Your objective ▸ Please set out the lines of the records as a Markdown table with the columns Row and Line, starting at the line containing "query: the noun phrase to segment: checkered" and ending at the end of the records, and leave out blank lines.
** Start **
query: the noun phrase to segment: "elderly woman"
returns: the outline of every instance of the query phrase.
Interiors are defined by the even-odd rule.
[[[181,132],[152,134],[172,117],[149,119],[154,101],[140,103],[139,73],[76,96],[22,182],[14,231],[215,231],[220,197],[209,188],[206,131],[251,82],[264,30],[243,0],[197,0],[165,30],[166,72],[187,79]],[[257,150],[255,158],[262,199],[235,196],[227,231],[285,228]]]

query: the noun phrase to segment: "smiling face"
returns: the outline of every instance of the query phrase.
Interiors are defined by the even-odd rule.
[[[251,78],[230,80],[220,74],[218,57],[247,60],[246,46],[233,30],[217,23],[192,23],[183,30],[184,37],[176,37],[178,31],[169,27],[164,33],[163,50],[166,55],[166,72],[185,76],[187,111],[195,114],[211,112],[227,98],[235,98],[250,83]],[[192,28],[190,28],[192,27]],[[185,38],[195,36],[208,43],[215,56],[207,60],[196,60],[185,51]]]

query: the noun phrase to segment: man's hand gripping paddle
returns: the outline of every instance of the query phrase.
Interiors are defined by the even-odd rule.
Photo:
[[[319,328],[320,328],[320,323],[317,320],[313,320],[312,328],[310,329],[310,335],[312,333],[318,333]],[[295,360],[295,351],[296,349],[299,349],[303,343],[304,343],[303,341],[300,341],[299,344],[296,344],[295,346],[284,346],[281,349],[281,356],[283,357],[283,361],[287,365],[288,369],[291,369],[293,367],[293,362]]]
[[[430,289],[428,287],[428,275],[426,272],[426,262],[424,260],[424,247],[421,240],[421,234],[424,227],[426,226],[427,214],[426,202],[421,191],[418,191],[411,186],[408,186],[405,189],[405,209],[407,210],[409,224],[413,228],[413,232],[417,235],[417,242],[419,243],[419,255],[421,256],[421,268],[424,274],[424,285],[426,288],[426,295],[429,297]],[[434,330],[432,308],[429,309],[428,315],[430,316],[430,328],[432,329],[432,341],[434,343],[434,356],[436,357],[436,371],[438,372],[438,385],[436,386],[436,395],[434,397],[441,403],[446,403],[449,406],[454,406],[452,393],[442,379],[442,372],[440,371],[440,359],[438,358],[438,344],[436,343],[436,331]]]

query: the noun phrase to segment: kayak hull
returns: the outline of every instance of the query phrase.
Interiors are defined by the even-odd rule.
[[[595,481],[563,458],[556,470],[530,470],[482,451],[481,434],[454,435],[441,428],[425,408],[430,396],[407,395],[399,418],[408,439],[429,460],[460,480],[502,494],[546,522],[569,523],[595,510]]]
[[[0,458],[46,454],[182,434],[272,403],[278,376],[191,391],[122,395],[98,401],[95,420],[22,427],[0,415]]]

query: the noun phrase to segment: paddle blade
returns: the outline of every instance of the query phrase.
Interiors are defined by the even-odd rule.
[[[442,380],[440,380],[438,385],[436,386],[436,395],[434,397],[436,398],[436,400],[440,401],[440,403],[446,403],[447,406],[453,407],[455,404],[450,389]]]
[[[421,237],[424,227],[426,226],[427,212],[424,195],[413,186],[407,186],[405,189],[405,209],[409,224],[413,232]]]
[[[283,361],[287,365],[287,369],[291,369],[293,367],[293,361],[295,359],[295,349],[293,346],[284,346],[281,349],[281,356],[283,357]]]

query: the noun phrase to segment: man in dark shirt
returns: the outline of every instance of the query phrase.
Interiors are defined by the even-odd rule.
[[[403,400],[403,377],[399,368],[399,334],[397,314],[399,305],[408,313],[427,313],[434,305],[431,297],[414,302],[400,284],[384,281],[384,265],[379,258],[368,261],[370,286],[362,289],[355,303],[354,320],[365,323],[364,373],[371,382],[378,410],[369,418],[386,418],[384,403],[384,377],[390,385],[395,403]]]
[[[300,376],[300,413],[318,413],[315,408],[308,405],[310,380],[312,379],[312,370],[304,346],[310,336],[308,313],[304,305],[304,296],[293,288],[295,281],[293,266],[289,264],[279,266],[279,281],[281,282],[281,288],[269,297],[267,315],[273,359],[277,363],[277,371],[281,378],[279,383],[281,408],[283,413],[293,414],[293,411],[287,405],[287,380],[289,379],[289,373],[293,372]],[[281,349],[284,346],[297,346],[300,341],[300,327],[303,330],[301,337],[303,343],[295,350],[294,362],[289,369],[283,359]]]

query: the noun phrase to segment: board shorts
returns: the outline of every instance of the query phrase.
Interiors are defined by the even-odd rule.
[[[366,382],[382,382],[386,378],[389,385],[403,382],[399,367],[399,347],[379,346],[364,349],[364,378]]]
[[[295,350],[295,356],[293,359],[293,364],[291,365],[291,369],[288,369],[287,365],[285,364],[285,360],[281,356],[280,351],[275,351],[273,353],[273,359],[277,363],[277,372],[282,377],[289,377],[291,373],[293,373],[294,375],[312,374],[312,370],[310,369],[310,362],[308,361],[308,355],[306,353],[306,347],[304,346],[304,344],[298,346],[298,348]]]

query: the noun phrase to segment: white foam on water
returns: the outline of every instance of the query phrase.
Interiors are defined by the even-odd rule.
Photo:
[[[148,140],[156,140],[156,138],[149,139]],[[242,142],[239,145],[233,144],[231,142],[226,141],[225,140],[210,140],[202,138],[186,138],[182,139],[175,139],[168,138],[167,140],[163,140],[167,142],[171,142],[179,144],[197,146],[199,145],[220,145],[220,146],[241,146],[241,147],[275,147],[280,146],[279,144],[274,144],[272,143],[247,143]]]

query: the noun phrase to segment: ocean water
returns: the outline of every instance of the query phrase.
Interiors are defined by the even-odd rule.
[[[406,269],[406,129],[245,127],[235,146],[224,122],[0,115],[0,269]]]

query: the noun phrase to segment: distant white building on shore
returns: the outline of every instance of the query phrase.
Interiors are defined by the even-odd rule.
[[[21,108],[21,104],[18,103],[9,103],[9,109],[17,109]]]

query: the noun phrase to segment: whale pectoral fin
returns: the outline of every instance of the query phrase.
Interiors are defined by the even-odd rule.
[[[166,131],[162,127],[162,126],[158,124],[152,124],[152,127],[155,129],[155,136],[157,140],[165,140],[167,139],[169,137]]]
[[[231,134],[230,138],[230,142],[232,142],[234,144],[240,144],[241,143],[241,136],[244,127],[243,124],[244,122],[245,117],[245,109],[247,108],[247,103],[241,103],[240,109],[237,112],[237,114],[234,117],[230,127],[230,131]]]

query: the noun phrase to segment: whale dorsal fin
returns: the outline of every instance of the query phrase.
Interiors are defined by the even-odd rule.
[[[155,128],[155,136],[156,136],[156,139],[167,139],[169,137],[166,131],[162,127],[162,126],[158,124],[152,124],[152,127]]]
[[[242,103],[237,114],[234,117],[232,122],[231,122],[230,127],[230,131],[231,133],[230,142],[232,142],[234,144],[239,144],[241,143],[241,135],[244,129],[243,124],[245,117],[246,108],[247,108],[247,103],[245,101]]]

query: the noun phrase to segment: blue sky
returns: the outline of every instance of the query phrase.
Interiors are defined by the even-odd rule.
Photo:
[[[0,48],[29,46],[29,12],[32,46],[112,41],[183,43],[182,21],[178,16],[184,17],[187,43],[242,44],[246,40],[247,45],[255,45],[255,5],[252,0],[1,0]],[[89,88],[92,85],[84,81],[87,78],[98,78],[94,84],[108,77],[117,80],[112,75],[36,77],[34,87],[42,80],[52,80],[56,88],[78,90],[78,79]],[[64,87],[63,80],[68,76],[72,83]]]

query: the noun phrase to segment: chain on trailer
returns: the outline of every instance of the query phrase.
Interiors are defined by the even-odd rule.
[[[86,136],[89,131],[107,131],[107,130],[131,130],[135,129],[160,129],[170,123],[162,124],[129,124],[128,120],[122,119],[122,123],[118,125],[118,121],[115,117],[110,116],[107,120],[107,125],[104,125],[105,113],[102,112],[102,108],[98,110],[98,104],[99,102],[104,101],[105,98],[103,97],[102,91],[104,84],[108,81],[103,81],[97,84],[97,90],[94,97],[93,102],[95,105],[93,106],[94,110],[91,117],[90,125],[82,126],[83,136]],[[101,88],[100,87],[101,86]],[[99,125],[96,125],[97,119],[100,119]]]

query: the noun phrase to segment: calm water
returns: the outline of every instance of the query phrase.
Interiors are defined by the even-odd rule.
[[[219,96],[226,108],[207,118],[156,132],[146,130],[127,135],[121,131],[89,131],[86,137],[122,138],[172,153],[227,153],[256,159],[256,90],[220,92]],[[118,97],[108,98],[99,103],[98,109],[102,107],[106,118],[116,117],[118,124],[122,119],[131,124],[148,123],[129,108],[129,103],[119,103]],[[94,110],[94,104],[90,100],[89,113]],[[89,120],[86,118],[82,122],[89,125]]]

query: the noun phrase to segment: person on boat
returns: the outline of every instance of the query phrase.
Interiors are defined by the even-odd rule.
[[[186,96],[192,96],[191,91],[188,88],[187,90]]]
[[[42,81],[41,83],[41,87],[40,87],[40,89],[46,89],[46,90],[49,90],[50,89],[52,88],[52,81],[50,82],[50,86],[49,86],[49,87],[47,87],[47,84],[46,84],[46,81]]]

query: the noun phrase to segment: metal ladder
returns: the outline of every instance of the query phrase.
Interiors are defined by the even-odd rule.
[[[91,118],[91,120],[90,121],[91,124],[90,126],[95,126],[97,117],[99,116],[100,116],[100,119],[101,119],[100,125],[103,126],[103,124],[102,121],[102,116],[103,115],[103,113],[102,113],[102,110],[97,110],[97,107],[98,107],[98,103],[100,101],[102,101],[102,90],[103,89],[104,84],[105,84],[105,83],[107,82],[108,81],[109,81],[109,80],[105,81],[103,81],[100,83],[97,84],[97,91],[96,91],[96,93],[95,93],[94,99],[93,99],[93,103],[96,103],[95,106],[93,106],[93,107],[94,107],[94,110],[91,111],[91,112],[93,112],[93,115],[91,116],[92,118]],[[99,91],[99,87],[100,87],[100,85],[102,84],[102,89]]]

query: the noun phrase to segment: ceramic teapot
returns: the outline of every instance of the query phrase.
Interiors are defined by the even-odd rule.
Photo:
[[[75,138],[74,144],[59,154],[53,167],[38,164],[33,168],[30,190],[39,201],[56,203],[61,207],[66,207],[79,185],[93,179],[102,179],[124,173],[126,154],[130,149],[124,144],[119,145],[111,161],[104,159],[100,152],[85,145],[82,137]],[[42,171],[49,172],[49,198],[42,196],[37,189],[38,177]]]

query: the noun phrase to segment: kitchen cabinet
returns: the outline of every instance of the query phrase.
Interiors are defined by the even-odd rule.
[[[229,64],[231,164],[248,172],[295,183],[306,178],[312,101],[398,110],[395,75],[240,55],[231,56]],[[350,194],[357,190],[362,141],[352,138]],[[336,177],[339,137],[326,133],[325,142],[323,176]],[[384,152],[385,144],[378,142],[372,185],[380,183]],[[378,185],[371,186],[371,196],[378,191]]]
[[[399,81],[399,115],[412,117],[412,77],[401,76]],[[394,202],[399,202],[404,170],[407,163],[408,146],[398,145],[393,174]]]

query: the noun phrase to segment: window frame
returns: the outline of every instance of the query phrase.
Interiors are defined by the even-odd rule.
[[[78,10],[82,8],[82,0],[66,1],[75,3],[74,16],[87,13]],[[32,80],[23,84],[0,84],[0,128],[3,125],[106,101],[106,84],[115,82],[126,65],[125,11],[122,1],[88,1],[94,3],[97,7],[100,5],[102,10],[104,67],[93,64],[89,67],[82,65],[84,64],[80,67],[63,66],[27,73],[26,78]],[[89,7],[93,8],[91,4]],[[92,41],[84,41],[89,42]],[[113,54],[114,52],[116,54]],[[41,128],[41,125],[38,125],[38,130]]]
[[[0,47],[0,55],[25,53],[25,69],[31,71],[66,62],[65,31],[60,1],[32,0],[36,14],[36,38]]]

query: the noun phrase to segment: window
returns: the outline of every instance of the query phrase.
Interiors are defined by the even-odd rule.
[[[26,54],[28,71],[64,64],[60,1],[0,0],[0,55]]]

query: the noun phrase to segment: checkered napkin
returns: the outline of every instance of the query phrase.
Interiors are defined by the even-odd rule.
** End **
Finished task ▸
| Row | Line |
|---|---|
| 1 | query: the noun phrase to segment: checkered napkin |
| 2 | returns: the outline of every instance of the query phrase. |
| 3 | Interiors are defined by the even-odd rule. |